***** Extracted material *****
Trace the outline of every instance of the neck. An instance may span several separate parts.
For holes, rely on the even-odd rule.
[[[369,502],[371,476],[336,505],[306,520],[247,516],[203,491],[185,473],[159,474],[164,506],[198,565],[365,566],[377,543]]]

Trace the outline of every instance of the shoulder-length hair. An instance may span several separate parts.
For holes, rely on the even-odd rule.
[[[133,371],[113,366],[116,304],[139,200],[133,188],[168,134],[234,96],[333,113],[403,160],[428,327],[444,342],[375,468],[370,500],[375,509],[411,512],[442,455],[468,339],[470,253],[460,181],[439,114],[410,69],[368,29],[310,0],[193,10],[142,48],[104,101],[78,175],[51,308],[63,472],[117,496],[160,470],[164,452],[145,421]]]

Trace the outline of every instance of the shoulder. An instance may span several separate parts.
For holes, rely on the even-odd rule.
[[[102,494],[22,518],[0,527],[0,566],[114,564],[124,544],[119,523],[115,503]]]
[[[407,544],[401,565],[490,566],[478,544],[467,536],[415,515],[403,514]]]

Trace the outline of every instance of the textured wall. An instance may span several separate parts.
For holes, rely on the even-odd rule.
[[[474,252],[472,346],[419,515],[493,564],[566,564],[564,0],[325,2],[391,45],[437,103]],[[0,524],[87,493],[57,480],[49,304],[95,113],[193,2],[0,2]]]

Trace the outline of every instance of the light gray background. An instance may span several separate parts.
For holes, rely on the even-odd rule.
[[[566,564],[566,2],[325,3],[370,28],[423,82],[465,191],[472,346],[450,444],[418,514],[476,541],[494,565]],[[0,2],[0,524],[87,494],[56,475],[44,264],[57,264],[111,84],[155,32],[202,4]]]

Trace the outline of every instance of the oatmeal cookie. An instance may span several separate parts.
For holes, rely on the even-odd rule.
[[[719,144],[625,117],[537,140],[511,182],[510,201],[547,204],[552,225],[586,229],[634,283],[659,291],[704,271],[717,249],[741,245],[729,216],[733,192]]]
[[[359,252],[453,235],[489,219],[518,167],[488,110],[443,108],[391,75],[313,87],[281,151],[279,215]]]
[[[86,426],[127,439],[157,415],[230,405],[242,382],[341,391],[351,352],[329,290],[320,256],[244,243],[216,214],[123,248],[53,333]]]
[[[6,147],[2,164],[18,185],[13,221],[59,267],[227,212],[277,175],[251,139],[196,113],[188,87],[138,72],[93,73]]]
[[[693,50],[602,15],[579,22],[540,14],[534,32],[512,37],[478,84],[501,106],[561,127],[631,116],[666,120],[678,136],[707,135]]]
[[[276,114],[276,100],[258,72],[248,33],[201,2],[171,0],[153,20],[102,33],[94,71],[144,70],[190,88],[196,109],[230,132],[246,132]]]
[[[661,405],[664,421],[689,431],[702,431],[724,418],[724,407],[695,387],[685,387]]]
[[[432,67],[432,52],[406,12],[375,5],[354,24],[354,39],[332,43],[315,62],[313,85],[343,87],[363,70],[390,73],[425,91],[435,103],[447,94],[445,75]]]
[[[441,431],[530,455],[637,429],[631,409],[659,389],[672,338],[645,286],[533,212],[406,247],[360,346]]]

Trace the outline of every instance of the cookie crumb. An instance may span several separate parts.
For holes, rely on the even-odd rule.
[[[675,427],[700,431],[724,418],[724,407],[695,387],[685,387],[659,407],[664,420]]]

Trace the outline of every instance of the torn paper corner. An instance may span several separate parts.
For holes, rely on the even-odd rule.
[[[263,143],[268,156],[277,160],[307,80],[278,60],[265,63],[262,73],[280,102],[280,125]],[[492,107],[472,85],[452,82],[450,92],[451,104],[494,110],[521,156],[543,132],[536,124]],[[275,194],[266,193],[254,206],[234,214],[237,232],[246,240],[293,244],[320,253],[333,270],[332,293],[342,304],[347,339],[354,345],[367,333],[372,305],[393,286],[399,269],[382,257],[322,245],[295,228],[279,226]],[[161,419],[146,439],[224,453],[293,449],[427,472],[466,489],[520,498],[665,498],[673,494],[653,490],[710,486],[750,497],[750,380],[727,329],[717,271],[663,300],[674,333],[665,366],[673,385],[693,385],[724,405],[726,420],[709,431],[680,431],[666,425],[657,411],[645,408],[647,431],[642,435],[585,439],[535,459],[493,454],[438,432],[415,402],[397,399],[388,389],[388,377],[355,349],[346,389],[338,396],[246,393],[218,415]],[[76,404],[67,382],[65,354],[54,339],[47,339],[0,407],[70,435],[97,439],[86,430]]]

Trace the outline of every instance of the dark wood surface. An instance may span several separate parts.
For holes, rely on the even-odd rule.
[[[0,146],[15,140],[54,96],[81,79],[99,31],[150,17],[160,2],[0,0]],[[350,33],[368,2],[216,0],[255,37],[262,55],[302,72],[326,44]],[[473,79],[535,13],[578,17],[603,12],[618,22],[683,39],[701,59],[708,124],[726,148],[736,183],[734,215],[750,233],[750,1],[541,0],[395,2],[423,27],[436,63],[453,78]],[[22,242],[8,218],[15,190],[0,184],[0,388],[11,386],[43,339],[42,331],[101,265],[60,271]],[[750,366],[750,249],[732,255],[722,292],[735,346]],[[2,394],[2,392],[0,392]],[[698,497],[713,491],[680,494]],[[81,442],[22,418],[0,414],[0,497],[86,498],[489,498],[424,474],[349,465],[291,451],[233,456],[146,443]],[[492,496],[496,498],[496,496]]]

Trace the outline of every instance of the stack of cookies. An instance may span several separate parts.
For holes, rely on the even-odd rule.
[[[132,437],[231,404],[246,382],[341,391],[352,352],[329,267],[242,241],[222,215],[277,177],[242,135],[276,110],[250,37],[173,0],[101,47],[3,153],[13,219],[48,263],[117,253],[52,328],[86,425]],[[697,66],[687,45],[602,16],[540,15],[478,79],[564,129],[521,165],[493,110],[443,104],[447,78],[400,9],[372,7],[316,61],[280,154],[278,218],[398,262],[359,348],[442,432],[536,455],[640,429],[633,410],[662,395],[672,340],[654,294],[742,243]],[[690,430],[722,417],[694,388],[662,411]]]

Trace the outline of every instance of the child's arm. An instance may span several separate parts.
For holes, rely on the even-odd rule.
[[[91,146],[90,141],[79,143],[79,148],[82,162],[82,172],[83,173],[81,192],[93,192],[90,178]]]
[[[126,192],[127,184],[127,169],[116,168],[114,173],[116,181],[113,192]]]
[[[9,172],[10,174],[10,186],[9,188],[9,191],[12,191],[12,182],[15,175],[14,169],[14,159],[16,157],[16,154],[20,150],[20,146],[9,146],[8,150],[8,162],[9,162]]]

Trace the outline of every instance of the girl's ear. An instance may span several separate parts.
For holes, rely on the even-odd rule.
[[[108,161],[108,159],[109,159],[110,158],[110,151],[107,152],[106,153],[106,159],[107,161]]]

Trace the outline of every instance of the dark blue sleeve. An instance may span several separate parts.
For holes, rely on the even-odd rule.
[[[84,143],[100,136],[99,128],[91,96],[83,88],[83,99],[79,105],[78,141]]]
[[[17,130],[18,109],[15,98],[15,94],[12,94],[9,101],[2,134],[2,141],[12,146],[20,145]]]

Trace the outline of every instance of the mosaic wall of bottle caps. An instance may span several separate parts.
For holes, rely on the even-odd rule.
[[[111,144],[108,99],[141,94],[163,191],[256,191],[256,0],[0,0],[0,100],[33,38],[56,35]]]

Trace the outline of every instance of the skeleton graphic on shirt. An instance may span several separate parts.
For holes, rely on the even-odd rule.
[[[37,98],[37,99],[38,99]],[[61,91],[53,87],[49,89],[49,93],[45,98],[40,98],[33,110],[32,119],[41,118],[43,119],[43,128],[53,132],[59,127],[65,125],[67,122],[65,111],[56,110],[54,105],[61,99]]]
*****
Exercise description: Transcribe every line of the items above exactly, without changing anything.

Reply to the exercise:
Trace the outline of every instance of the neck. An instance may span several separate parts.
For holes, rely on the even-odd rule.
[[[369,502],[371,476],[336,505],[306,520],[247,516],[203,491],[185,473],[159,474],[164,506],[198,565],[365,566],[377,543]]]

Trace the outline of every instance of the shoulder-length hair. An instance may span several separate parts.
For holes, rely on the even-odd rule.
[[[133,371],[113,366],[116,304],[139,200],[133,188],[168,134],[234,96],[333,113],[403,160],[428,327],[444,342],[375,468],[370,500],[375,509],[411,512],[442,455],[468,339],[470,253],[460,181],[439,114],[410,69],[368,29],[310,0],[193,10],[142,48],[104,101],[78,175],[51,308],[63,472],[117,496],[160,470],[164,452],[145,421]]]

Trace the outline of every instance of the shoulder. An instance may span several separate parts.
For holes, rely on the even-odd rule.
[[[102,494],[22,518],[0,527],[0,566],[114,564],[124,544],[119,523],[115,503]]]
[[[407,544],[401,565],[490,566],[478,544],[467,536],[415,515],[403,514]]]

Trace the outline of every instance of the textured wall. An instance may span several separate parts.
For holes, rely on the even-odd rule.
[[[474,252],[472,346],[419,515],[493,564],[566,564],[564,0],[325,2],[391,45],[437,103]],[[0,524],[87,493],[57,480],[49,304],[95,113],[193,2],[0,2]]]

Trace the outline of every instance of the light gray background. An instance may span several separate parts.
For holes, rely on the even-odd rule.
[[[566,564],[566,2],[325,3],[370,28],[423,82],[465,191],[472,346],[450,444],[418,514],[476,541],[494,565]],[[0,2],[0,524],[87,494],[56,475],[44,264],[57,264],[111,84],[155,32],[202,4]]]

Trace the outline of every instance of the oatmeal cookie. An instance may span several separate parts.
For holes, rely on the even-odd rule.
[[[719,144],[625,117],[537,140],[511,182],[510,201],[547,204],[552,225],[586,229],[634,283],[659,291],[704,271],[717,249],[741,245],[729,216],[733,192]]]
[[[359,252],[453,235],[489,219],[518,167],[488,110],[443,108],[391,75],[313,87],[281,151],[279,215]]]
[[[86,426],[127,439],[157,415],[230,405],[242,382],[341,391],[351,352],[329,290],[320,256],[244,243],[216,214],[123,248],[53,333]]]
[[[6,147],[2,164],[18,185],[13,221],[59,267],[227,212],[277,175],[251,139],[196,113],[188,87],[138,72],[93,73]]]
[[[693,50],[602,15],[579,22],[540,14],[534,32],[512,37],[478,84],[501,106],[561,127],[631,116],[666,120],[678,136],[707,135]]]
[[[276,114],[276,100],[258,72],[248,33],[201,2],[171,0],[153,20],[102,33],[94,71],[144,70],[190,88],[196,109],[230,132],[246,132]]]
[[[661,405],[664,421],[689,431],[702,431],[724,418],[724,407],[695,387],[685,387]]]
[[[432,67],[432,52],[406,12],[375,5],[354,24],[354,39],[332,43],[315,62],[313,85],[343,87],[363,70],[390,73],[425,91],[435,103],[447,94],[445,75]]]
[[[441,431],[530,455],[637,429],[631,409],[659,389],[672,338],[645,286],[533,212],[406,247],[360,346]]]

Trace the outline of every instance of the cookie crumb. An instance may span several separate parts.
For holes, rely on the even-odd rule.
[[[675,427],[700,431],[724,418],[724,407],[695,387],[685,387],[659,407],[664,420]]]

Trace the outline of every instance of the torn paper corner. An instance may span several separate parts.
For holes, rely on the even-odd rule.
[[[263,143],[268,156],[277,160],[307,80],[278,60],[265,63],[262,73],[280,102],[280,125]],[[492,107],[472,85],[452,82],[450,92],[451,104],[494,110],[521,156],[543,132],[536,124]],[[275,194],[266,193],[254,206],[234,214],[237,232],[246,240],[293,244],[320,253],[333,270],[332,293],[342,304],[347,339],[354,345],[367,333],[372,305],[393,286],[399,269],[382,257],[322,245],[295,228],[279,226]],[[161,419],[146,439],[224,453],[293,449],[427,472],[466,489],[520,498],[665,498],[673,494],[653,490],[710,486],[750,497],[750,380],[727,329],[717,271],[663,300],[674,333],[665,366],[673,385],[693,385],[724,405],[726,420],[709,431],[680,431],[666,425],[657,411],[645,408],[647,431],[642,435],[585,439],[535,459],[493,454],[438,432],[415,402],[397,399],[388,389],[388,377],[355,349],[346,389],[338,396],[246,393],[218,415]],[[76,404],[67,382],[65,354],[54,339],[47,339],[0,407],[70,435],[97,439],[86,430]]]

Trace the outline of every instance of the dark wood surface. An instance may span several separate parts.
For holes, rely on the even-odd rule.
[[[0,146],[15,140],[54,96],[81,79],[99,31],[150,17],[160,2],[0,0]],[[350,33],[368,2],[216,0],[255,37],[262,55],[302,72],[326,44]],[[473,79],[535,13],[578,17],[603,12],[618,22],[683,39],[701,59],[708,124],[726,148],[736,183],[734,215],[750,233],[750,1],[541,0],[395,2],[423,27],[436,63],[453,78]],[[22,242],[8,218],[15,190],[0,184],[0,388],[11,386],[43,339],[42,331],[101,265],[60,271]],[[750,366],[750,249],[732,255],[722,292],[735,346]],[[2,394],[2,392],[0,392]],[[698,497],[713,491],[680,494]],[[81,442],[22,418],[0,414],[0,497],[86,498],[489,498],[424,474],[349,465],[291,451],[233,456],[146,443]],[[492,496],[496,498],[496,496]]]

Trace the outline of every instance of the stack of cookies. An instance may span several separate parts.
For holes, rely on the even-odd rule.
[[[132,437],[231,404],[246,382],[341,391],[352,352],[329,267],[242,241],[222,215],[277,177],[242,135],[276,110],[250,37],[173,0],[101,47],[3,153],[13,219],[48,263],[117,253],[52,328],[86,425]],[[697,66],[687,45],[602,16],[540,15],[478,79],[564,129],[521,165],[493,110],[443,104],[447,78],[400,9],[372,7],[316,61],[280,154],[278,218],[398,262],[359,348],[442,432],[536,455],[640,429],[633,410],[662,395],[672,340],[654,294],[742,243]],[[690,430],[722,417],[694,388],[662,411]]]

Trace the outline of every instance of the child's arm. An instance may span several separate parts.
For holes, rely on the even-odd rule.
[[[91,146],[90,141],[79,143],[79,148],[82,162],[82,172],[83,173],[81,192],[93,192],[90,178]]]
[[[126,192],[127,184],[127,169],[116,168],[114,173],[116,181],[113,192]]]
[[[9,172],[10,174],[10,186],[9,188],[9,191],[12,191],[12,182],[15,175],[14,169],[14,159],[16,157],[16,154],[20,150],[20,146],[9,146],[8,150],[8,162],[9,162]]]

Trace the outline of every instance of the girl's ear. An instance may span several separate parts.
For holes, rely on the even-odd rule.
[[[108,161],[108,159],[109,159],[110,158],[110,151],[107,152],[106,153],[106,159],[107,161]]]

Trace the outline of every instance of the dark blue sleeve. An instance may span several separate parts.
For holes, rely on the even-odd rule.
[[[84,143],[100,136],[99,128],[91,96],[83,88],[83,99],[79,105],[78,141]]]
[[[17,130],[18,109],[15,98],[15,94],[12,94],[9,101],[2,134],[2,141],[12,146],[20,145]]]

Trace the outline of every instance of the mosaic wall of bottle caps. An instance may span several separate parts.
For holes, rely on the even-odd rule.
[[[111,144],[108,99],[141,94],[163,191],[256,191],[256,0],[0,0],[0,100],[33,38],[56,35]]]

Trace the outline of every instance of the skeleton graphic on shirt. An instance may span several separate parts.
For holes, rely on the even-odd rule.
[[[37,98],[37,99],[38,99]],[[61,91],[53,87],[49,89],[49,93],[45,98],[40,98],[33,110],[32,119],[41,118],[43,119],[43,128],[53,132],[59,127],[65,125],[67,122],[65,111],[56,110],[54,105],[61,99]]]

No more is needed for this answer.